PASSAGE SHOWN:
▼
August 29, 2005 Katrina begins routing New Orleans. By the time that the hurricane passed, the city was 80% underwater. The football and basketball facilities were terribly damaged. The Saints had to play their entire 2005 schedule on the road and returned to the Superdome in 2006. The then New Orleans Hornets moved to Oklahoma City for a couple seasons before returning. They’re now the New Orleans Pelicans. (Jim Henderson, ex-Saints longtime voice lived out of a suitcase.)
December 13, 2010 – Collapse of the Metrodome roof in Minneapolis forced Giants-Vikings game to Detroit (Broadcast by Fox)
April 29, 2015 – With concern about unrest on the streets of downtown Baltimore after the death of Freddie Gray, the Orioles hosted the Chicago White Sox at Camden Yards with no one in the stands. It’s the only known MLB game played in an empty stadium. (Orioles TV: Gary Thorne, Jim Palmer, Radio: Joe Angel, Fred Manfra, White Sox TV: Ken Harrelson, Steve Stone, Radio: Ed Farmer, Darrin Jackson)
March 11-13, 2020 The coronavirus disrupts sports more than any other unconnected event ever has before. It’s forced the cancellation of virtually every sport imaginable, starting with the NCAA Tournament. The celebration of March Madness has been expunged from our calendars. For now baseball, the NHL, the NBA, MLS, the Masters and more have been postponed or suspended.
Thanks also for the shout-out. I have to mention, Chuck Howard went to Duke and got into his original job at ABC because he was so crazy about sports, and Chet Forte had been a star point guard at Columbia University, so they had a good pair. And I’ve read that, at least in later years at ABC, the two of them despised each other, since they both competed for Roone Arledge’s favor, but that after Forte left and had his gambling issues, Howard reached out to help him, and Forte was very appreciative.
About the 1967 AFTRA strike: a week before the Celtics-Sixers game, Jack Biondolillo rolled the first televised 300 game in the history of bowling. Chris Schenkel and Billy Welu could not call it, so ABC producer Ned Steckel and bowler Bob Strampe did. Schenkel actually missed the first three 300 games for other commitments; Keith Jackson and Bud Palmer called the others.
I always thought that was so ironic that Schenkel was so closely associated with bowling and missed the first several that ABC televised. But it’s also worth noting and remembering that while he was the main PBA announcer, he had plenty of fill-ins because, especially in the early years, he did so many other events for ABC.
▲
EXTRACTED INFORMATION:
▼
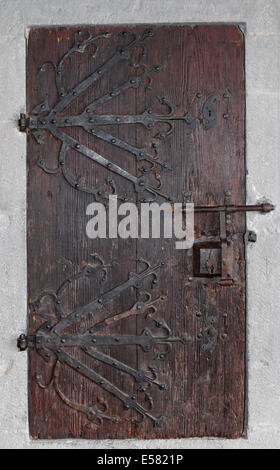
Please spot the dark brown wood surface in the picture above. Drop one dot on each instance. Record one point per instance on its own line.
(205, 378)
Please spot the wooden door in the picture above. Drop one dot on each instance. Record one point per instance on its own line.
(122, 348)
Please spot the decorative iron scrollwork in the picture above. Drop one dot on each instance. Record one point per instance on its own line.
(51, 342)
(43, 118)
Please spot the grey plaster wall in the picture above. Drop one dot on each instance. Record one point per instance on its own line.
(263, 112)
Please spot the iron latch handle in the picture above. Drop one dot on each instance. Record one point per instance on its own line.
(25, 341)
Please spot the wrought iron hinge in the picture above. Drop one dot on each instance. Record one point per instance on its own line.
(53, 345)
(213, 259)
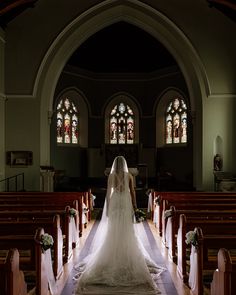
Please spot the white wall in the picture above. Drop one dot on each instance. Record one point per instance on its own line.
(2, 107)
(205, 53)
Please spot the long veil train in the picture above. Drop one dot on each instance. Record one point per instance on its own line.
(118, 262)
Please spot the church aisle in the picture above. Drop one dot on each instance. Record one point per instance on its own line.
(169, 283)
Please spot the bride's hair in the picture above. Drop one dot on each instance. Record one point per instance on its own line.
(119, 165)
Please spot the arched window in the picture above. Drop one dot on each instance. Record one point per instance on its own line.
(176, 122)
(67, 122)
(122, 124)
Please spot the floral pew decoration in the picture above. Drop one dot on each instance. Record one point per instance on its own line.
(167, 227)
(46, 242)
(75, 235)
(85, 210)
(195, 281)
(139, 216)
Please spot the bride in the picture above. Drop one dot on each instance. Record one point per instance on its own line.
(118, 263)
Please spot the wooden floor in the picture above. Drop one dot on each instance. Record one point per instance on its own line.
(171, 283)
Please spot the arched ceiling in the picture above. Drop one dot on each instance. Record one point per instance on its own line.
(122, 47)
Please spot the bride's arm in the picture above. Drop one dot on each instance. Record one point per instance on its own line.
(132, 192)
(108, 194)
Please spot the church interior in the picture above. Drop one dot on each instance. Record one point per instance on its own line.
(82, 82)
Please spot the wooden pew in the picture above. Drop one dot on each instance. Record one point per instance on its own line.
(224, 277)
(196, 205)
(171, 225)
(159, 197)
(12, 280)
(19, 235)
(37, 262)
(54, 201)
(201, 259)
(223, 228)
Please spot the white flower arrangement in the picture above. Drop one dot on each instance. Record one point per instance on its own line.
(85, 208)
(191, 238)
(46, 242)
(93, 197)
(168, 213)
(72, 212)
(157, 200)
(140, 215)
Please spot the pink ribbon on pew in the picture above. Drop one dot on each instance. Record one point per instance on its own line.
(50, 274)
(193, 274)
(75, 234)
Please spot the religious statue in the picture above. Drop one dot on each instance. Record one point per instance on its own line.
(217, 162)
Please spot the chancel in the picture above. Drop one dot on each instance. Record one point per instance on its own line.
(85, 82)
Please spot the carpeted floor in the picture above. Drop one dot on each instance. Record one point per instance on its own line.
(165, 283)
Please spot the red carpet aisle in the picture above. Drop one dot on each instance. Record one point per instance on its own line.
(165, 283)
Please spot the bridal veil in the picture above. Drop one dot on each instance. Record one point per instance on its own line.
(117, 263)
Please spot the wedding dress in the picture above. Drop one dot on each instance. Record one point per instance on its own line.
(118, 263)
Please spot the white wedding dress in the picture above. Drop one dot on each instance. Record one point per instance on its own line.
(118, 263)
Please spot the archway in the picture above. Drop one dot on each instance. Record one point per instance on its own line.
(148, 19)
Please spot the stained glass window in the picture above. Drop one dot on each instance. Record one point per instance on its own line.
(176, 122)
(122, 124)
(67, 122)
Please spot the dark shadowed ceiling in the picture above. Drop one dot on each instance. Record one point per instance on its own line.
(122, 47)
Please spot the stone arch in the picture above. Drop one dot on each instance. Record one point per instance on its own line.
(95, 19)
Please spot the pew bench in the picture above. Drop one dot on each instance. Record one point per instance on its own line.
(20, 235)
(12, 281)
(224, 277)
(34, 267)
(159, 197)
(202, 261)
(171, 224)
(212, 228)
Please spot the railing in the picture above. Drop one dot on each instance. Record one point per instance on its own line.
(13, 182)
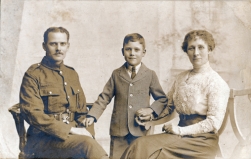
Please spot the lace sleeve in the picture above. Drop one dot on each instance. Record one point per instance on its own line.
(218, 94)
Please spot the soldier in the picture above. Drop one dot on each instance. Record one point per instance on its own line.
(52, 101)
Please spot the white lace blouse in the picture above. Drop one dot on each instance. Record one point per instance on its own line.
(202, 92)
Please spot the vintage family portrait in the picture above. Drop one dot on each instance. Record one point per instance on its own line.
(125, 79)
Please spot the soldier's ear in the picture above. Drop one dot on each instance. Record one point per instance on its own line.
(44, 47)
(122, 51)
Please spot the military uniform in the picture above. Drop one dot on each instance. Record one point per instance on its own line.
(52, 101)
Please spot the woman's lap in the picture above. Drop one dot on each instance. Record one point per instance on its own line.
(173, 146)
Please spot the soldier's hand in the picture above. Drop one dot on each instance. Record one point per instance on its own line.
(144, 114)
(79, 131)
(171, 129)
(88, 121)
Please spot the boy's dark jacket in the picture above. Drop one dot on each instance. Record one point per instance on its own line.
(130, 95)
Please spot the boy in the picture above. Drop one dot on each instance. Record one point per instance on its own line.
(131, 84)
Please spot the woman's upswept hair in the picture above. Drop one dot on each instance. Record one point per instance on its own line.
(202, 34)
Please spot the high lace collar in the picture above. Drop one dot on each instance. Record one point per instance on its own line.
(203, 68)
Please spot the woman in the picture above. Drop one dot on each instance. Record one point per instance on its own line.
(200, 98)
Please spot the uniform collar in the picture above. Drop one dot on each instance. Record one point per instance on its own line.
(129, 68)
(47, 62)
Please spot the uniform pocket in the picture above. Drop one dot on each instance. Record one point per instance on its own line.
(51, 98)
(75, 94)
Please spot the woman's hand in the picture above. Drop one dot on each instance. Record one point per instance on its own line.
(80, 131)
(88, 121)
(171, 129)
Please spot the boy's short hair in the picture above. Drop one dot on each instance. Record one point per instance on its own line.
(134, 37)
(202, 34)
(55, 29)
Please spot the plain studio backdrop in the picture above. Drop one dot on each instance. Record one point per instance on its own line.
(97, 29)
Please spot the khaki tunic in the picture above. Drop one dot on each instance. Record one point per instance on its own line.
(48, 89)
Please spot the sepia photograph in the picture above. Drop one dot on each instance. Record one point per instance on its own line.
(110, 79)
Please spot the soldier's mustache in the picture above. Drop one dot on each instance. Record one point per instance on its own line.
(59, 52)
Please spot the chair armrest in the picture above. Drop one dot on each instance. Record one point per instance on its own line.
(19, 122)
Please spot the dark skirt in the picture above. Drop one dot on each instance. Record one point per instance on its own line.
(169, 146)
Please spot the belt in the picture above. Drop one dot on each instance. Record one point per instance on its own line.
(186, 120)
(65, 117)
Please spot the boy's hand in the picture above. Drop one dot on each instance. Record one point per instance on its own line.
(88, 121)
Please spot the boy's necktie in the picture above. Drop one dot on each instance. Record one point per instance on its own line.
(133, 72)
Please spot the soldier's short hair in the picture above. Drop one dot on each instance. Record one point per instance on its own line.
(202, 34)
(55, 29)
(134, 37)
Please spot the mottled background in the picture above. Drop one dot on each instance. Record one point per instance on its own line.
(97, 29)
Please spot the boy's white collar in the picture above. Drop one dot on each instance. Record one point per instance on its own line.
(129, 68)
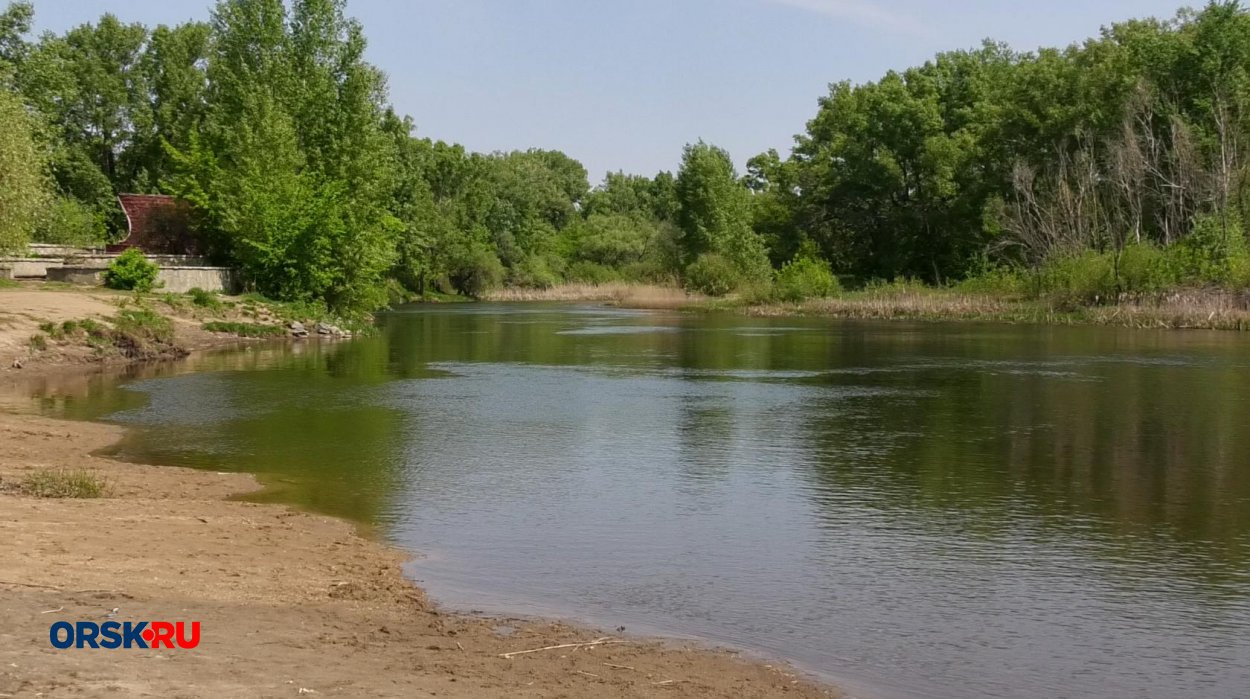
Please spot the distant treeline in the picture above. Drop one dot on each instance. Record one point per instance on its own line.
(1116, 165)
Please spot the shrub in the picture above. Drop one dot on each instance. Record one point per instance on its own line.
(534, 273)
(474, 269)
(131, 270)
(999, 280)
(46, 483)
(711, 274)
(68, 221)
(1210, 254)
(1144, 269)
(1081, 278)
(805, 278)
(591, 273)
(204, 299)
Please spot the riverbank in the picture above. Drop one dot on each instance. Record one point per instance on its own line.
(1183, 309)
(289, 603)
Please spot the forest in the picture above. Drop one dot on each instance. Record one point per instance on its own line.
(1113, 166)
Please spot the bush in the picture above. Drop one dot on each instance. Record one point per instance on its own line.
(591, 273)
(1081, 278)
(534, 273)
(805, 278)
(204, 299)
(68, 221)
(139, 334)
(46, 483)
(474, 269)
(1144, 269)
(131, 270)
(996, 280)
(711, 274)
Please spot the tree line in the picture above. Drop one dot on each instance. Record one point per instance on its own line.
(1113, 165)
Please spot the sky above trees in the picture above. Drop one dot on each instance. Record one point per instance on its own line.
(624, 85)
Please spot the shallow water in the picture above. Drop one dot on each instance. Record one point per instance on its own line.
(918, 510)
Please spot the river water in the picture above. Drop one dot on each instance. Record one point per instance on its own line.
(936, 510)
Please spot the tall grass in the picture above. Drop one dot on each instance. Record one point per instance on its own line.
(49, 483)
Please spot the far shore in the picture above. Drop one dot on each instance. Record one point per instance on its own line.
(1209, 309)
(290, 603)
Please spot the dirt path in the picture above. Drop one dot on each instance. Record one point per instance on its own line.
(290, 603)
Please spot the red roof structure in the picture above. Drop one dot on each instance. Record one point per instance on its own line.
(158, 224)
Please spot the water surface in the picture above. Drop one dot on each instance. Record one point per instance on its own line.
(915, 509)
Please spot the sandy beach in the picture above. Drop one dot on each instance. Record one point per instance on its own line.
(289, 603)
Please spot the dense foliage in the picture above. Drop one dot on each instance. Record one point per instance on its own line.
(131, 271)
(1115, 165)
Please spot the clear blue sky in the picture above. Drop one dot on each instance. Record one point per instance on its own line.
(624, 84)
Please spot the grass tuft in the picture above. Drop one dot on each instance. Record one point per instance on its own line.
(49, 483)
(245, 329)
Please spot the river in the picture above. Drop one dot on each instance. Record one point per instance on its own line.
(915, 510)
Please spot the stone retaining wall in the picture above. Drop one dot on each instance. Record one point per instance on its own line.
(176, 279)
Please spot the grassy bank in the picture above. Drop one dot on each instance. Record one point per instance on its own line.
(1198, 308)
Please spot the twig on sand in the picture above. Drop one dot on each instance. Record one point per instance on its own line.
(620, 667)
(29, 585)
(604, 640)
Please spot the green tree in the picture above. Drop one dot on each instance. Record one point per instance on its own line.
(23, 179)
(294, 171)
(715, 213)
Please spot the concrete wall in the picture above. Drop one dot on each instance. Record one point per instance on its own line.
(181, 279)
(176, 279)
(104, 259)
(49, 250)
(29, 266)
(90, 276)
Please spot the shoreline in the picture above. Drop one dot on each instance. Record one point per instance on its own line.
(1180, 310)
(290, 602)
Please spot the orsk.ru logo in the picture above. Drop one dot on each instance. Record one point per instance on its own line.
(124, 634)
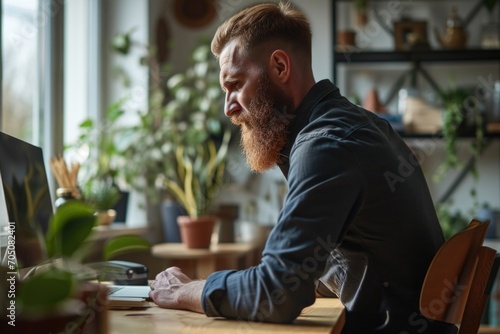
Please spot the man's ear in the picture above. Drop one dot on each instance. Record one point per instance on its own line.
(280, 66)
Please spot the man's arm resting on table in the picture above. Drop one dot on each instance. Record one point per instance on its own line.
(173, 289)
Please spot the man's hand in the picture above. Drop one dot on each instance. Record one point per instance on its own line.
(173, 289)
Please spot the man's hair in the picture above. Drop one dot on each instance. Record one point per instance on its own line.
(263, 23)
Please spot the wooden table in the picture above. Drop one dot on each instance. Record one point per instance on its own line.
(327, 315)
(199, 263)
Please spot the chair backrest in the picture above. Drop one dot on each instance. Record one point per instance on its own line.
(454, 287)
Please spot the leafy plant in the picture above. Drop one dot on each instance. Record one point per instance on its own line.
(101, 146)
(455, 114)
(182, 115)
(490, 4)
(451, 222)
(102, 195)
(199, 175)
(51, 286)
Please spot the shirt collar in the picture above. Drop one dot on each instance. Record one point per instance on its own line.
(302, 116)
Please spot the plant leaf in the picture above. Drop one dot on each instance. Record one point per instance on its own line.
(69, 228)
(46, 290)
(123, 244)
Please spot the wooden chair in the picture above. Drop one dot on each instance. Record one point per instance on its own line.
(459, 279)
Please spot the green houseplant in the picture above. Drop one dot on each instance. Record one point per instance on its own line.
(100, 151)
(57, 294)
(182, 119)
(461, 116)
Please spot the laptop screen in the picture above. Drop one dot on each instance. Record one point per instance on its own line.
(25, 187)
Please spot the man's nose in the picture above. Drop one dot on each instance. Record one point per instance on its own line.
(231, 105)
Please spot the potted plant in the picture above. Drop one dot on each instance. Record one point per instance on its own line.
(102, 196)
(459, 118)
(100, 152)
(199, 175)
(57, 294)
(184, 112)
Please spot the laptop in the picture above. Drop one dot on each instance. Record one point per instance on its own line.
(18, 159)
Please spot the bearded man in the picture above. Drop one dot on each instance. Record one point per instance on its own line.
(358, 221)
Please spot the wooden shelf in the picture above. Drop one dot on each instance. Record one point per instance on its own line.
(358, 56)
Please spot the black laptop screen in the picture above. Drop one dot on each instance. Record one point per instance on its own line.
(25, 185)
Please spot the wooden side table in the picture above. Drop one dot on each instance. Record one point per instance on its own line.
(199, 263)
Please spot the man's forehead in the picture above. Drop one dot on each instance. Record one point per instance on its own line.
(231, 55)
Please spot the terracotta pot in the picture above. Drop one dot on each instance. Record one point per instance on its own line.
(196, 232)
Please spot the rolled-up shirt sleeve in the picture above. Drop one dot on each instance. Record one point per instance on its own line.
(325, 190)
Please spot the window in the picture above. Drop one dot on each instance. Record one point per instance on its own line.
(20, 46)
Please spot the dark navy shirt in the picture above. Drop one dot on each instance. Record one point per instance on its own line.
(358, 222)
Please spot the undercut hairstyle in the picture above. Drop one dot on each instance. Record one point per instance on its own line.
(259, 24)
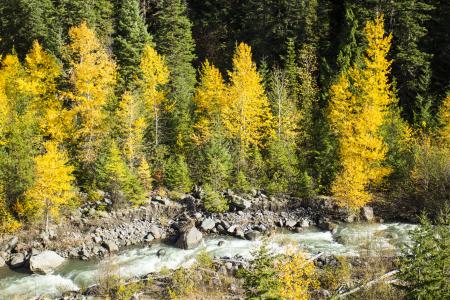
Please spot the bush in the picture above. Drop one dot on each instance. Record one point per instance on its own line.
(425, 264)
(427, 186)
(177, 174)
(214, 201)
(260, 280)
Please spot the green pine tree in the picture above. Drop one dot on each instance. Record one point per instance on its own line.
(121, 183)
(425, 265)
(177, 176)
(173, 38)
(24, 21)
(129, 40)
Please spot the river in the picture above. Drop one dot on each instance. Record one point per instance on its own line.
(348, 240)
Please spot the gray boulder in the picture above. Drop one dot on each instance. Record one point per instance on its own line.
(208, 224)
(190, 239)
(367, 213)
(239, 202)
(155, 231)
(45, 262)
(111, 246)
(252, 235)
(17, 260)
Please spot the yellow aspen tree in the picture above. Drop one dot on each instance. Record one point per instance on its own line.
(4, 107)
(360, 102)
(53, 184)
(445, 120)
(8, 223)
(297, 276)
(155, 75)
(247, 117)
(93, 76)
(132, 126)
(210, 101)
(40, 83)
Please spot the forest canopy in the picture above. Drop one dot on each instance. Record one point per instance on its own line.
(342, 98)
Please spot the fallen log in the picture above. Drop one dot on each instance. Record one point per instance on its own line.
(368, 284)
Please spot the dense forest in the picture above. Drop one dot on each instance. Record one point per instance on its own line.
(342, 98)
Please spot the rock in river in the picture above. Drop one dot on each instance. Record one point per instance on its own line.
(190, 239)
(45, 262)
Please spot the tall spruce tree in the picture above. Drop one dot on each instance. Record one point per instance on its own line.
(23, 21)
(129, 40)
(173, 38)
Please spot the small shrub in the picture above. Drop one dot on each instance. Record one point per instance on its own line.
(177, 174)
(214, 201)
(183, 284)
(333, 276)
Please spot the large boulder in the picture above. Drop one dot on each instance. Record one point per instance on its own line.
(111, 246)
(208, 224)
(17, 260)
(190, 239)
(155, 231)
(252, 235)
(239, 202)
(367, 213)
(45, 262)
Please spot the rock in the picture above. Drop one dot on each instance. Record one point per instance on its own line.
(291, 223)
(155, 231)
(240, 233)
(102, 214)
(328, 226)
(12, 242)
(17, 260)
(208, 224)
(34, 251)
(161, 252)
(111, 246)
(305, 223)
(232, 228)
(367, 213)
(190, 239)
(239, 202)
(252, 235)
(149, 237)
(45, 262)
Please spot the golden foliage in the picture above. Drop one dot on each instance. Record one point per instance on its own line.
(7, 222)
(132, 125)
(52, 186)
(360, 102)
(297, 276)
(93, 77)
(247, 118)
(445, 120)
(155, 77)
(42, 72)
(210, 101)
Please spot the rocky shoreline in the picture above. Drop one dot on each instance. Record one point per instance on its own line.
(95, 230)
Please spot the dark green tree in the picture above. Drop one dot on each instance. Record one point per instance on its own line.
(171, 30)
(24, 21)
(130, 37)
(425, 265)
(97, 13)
▲
WORK INSTRUCTION: Reproduce the sports disruptions text above between "Thanks also for" and "called the others.", inclusive, without changing a word.

RESULT BELOW:
Thanks also for the shout-out. I have to mention, Chuck Howard went to Duke and got into his original job at ABC because he was so crazy about sports, and Chet Forte had been a star point guard at Columbia University, so they had a good pair. And I’ve read that, at least in later years at ABC, the two of them despised each other, since they both competed for Roone Arledge’s favor, but that after Forte left and had his gambling issues, Howard reached out to help him, and Forte was very appreciative.
About the 1967 AFTRA strike: a week before the Celtics-Sixers game, Jack Biondolillo rolled the first televised 300 game in the history of bowling. Chris Schenkel and Billy Welu could not call it, so ABC producer Ned Steckel and bowler Bob Strampe did. Schenkel actually missed the first three 300 games for other commitments; Keith Jackson and Bud Palmer called the others.